ZU ERLEDIGEN:
1 – Beantworte die folgenden Fragen zum Text über die Marathonvorbereitung:
(a) In welcher Zeit wurden am 26.03.2023 die 10 Kilometer gelaufen?
(b) Welches Körpergewicht wird für den 01.01.2023 angegeben?
(c) An welchem Datum fand der Marathon statt?
2 – Überarbeite im Text über die Marathonvorbereitung den Abschnitt von „Die zweitlängste Distanz“ bis „übergewichtig bzw. fettleibig.“: Gib ihn wieder und setze dabei „Liste“ an die Stelle von „Tabelle“.
3 – Stimmen diese Aussagen mit dem Text über die Marathonvorbereitung überein? Antworte jeweils mit Ja oder Nein und zitiere die entscheidenden Worte.
(a) Die zweitlängste Distanz betrug 10 Kilometer.
(b) In den zwei Wochen vor dem Marathon wurden noch mehrere Dauerläufe absolviert.
(c) Der Blutdruck wurde nur einmal pro Woche gemessen.

DOKUMENTTEXT:
Die zweitlängste Distanz waren 10 Kilometer in 1:11:03 am 26.03.2023.
Dazwischen waren, in ihrer Häufigkeit jedoch abnehmend je weiter Silvester zurücklag, etliche 30-50 minütige langsame Dauerläufe und zwei Wochen vor dem Marathon habe ich dann irgendwie gar nichts mehr gemacht.
Mit Jahresbeginn habe ich zudem angefangen Buch zu führen. Jeden Tag habe ich mich nach dem Aufstehen auf meine Körperfettwage gestellt, jeden Tag habe ich den Blutdruck gemessen und die Ergebnisse jeden Tag in eine Tabelle übertragen, Auswertung mittels Diagramm inklusive. Am 01.01.2023 stand ich bei 85,0 kg Körpergewicht bei 31,2 Prozent Körperfettanteil, am 23.04.2023, dem Tag des Marathons, immerhin „nur“ noch bei 81,7 kg Körpergewicht bei 30,0 Prozent Körperfettanteil. Also immer noch stark übergewichtig bzw. fettleibig.

Extrahierte Dateneinträge:
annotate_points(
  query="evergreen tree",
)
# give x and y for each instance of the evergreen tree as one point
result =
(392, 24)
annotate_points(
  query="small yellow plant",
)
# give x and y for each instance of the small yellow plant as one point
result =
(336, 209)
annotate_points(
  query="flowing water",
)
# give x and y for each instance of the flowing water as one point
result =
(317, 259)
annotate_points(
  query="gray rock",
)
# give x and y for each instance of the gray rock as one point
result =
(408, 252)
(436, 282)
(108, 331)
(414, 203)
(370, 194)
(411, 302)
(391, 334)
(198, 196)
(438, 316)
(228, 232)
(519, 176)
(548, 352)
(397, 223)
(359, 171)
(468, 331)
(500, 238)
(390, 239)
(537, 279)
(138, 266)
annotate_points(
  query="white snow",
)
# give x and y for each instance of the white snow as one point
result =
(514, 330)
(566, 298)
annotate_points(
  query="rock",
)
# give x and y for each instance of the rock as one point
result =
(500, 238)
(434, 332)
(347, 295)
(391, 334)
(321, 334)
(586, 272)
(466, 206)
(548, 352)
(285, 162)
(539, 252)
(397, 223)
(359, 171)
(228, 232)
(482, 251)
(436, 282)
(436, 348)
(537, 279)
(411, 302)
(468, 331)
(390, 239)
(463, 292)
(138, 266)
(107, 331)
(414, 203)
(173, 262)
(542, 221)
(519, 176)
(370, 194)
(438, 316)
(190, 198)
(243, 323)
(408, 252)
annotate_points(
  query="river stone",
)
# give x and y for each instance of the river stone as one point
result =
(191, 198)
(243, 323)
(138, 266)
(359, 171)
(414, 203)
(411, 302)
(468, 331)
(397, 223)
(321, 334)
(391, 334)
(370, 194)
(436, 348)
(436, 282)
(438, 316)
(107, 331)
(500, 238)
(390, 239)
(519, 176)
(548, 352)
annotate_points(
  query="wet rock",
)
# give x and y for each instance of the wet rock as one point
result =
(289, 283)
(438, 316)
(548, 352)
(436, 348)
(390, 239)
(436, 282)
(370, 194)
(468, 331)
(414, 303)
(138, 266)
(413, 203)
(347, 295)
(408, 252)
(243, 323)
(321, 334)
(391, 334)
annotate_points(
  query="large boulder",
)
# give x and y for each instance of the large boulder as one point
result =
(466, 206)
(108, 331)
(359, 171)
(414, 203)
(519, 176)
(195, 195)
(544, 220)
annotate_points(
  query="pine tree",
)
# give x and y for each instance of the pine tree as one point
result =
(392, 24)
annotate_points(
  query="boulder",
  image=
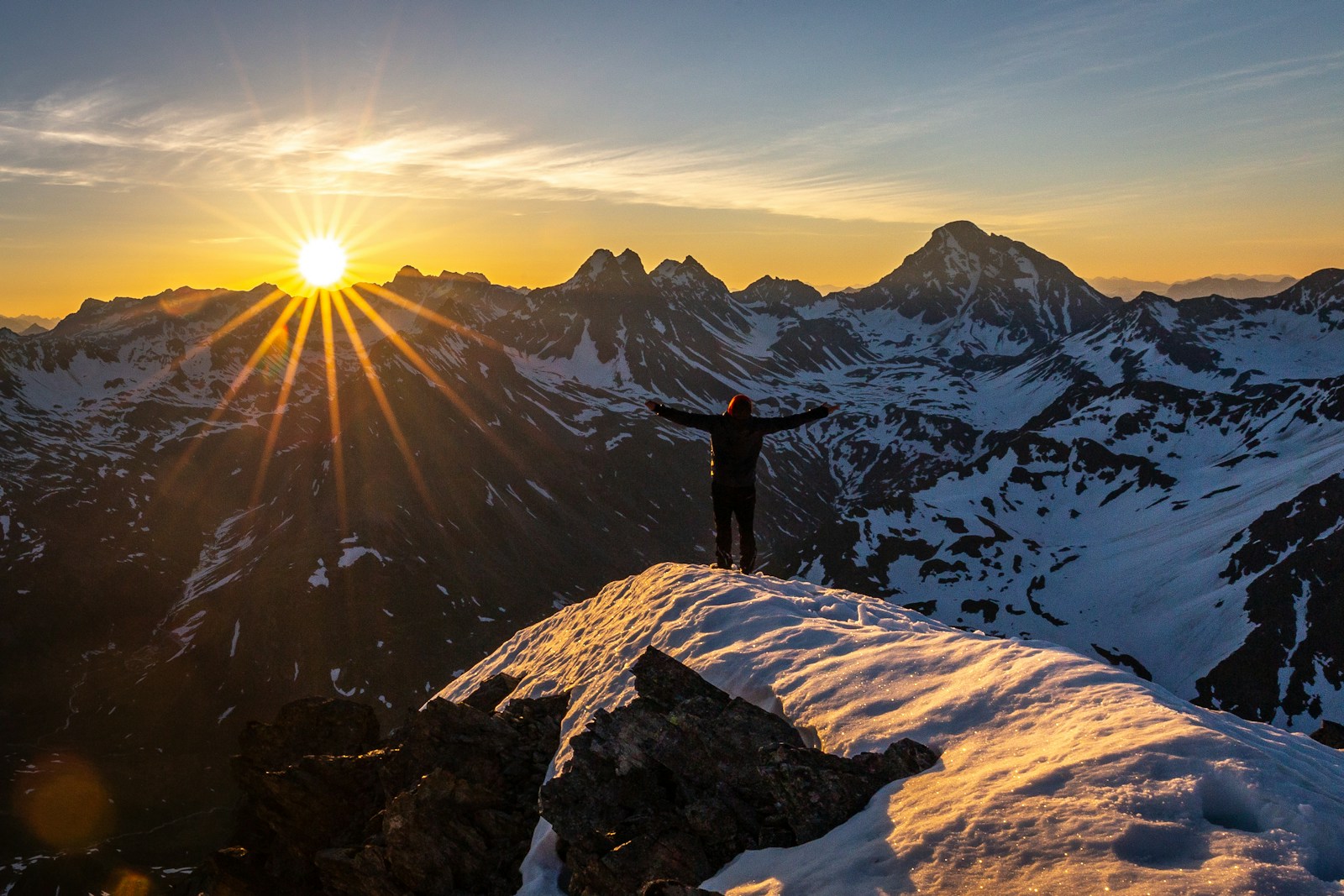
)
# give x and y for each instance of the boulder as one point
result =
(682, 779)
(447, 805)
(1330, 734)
...
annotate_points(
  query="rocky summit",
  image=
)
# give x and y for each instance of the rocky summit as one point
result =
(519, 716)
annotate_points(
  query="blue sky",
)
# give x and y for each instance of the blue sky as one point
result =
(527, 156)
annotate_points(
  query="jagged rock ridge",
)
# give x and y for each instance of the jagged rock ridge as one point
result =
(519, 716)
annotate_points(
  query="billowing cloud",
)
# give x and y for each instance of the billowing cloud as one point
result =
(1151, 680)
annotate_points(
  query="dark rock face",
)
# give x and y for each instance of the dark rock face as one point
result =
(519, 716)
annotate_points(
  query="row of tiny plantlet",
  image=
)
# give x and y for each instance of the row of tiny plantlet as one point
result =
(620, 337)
...
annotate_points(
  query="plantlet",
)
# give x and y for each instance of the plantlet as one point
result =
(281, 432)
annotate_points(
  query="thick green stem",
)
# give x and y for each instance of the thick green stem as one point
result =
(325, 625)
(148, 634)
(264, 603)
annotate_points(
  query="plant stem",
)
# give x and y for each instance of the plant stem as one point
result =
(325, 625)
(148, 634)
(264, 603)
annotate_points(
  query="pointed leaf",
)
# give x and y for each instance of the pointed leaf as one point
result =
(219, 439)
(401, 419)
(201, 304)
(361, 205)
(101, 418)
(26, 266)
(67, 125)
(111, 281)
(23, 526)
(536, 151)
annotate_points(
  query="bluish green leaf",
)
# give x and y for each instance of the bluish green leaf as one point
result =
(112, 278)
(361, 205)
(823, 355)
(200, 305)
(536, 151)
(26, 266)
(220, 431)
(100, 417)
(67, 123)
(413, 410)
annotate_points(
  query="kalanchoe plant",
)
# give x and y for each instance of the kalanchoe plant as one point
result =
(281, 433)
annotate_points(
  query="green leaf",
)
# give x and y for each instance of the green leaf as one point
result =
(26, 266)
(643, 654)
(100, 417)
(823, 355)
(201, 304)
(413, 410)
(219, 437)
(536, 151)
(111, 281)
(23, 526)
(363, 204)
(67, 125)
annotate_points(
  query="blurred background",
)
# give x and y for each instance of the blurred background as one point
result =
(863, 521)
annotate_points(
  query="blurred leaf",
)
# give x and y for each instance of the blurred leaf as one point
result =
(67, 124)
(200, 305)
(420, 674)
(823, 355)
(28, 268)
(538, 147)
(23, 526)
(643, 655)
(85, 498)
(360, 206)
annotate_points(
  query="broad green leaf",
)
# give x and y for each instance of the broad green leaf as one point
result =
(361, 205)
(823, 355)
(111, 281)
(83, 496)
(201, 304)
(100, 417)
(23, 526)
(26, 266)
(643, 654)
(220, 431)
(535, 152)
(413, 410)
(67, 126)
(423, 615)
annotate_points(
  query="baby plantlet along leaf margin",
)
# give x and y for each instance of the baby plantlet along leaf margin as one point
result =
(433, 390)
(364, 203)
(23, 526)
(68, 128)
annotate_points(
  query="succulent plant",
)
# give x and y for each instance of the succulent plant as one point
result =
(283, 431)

LÖSUNGEN:
1 –
(a) In 1:11:03.
(b) 85,0 kg.
(c) Am 23.04.2023.

2 –
Die zweitlängste Distanz waren 10 Kilometer in 1:11:03 am 26.03.2023.
Dazwischen waren, in ihrer Häufigkeit jedoch abnehmend je weiter Silvester zurücklag, etliche 30-50 minütige langsame Dauerläufe und zwei Wochen vor dem Marathon habe ich dann irgendwie gar nichts mehr gemacht.
Mit Jahresbeginn habe ich zudem angefangen Buch zu führen. Jeden Tag habe ich mich nach dem Aufstehen auf meine Körperfettwage gestellt, jeden Tag habe ich den Blutdruck gemessen und die Ergebnisse jeden Tag in eine Liste übertragen, Auswertung mittels Diagramm inklusive. Am 01.01.2023 stand ich bei 85,0 kg Körpergewicht bei 31,2 Prozent Körperfettanteil, am 23.04.2023, dem Tag des Marathons, immerhin „nur“ noch bei 81,7 kg Körpergewicht bei 30,0 Prozent Körperfettanteil. Also immer noch stark übergewichtig bzw. fettleibig.

3 –
(a) Ja: „Die zweitlängste Distanz waren 10 Kilometer“
(b) Nein: „zwei Wochen vor dem Marathon habe ich dann irgendwie gar nichts mehr gemacht“
(c) Nein: „jeden Tag habe ich den Blutdruck gemessen“